## START INPUT FOR THIS TASK

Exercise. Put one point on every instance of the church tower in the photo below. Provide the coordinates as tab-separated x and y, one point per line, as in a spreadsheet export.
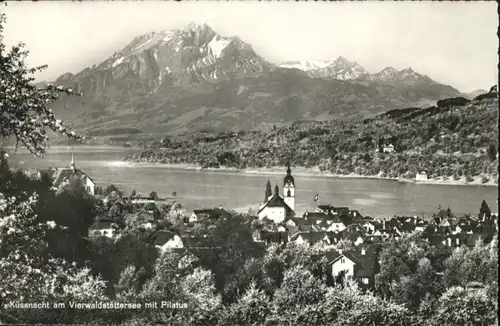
72	164
289	189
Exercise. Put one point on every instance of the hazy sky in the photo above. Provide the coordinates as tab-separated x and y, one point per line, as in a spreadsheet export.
453	42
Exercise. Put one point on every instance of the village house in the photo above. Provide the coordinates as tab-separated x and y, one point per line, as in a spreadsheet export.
164	240
310	238
203	214
388	149
62	176
140	199
268	237
360	265
102	227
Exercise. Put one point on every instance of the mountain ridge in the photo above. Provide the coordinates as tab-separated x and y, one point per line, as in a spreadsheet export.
194	78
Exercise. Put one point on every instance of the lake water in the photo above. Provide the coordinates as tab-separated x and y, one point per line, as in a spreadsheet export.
239	190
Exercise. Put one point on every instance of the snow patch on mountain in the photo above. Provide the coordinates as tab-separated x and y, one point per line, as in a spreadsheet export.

## END INPUT FOR THIS TASK

EXERCISE DETAILS: Rewrite all of the data above in full, shifting every x and y coordinate by adding 150 to each value. Omit the pictures.

REPLY:
Exercise. Put one point on every instance of the church tower in the photo below. Provide the coordinates as tab-separated x and y, one point per line, as in a spreadsheet export.
222	314
439	339
Exercise. Put one point on every instance of the hazy sky in the photo above. Provide the coordinates as tab-separated x and y, one point per line, as in a spreadsheet export.
603	192
Exercise. Put one point on every instance of the village house in the photo above. Provide the coordinates as tab-separated x and y, one point per line, as in a spreadsheet export.
314	390
460	388
353	364
538	299
212	326
290	349
418	387
510	415
252	377
Exercise. Put one point on every instance of the mountain ridge in the photo above. Provide the coordinates as tab-separated x and y, one point per line, as in a spreadsheet export.
344	228
Exercise. Put one point on every instance of the lake water in the photo above. Provide the coordinates as tab-separated x and y, one point per line, as in a spreadsheet export.
389	340
Exercise. Put one point on every instance of the snow patch on mountain in the photo above. Provide the coordinates as tab-separated x and y, one point per line, as in a spreadsheet export.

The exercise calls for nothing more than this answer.